Task details: From the entries below, give the number of lines where the word "flower" occurs, and nothing else.

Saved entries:
+---+

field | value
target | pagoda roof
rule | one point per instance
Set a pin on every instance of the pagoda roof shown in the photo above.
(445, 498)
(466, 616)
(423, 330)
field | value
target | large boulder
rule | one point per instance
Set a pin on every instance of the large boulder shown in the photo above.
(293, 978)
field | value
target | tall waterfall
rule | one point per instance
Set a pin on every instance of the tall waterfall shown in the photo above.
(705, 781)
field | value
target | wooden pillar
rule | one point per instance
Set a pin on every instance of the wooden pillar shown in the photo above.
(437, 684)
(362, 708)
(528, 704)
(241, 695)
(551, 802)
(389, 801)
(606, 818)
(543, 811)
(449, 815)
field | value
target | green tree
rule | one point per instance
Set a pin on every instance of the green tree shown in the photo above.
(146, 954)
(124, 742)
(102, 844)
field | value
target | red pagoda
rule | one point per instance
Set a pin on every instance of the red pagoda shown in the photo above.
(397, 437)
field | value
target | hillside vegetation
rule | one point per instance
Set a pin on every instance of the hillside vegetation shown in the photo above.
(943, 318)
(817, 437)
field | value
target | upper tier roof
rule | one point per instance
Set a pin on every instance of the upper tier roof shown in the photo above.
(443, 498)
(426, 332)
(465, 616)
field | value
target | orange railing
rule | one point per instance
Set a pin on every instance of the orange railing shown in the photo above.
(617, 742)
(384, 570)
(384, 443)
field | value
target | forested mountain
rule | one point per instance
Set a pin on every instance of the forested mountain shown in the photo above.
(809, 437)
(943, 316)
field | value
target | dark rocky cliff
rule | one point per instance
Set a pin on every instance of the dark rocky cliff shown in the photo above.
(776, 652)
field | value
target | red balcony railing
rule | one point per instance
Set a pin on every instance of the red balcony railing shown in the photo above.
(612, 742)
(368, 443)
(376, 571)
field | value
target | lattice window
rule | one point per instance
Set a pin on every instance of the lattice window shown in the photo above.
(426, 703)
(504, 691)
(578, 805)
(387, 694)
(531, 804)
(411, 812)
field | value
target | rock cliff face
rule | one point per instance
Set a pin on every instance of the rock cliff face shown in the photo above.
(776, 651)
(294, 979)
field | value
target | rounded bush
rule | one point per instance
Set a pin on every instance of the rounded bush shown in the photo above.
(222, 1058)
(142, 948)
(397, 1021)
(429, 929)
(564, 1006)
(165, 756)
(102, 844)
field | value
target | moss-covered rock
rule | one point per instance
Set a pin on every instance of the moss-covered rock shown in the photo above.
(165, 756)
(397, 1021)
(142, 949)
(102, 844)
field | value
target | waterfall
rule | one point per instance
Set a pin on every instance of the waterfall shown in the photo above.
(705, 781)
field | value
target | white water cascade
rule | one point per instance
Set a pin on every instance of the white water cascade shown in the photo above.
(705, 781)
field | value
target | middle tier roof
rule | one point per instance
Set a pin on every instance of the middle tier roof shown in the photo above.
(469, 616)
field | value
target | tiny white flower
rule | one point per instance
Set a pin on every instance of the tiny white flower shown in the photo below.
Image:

+---+

Your solution: 2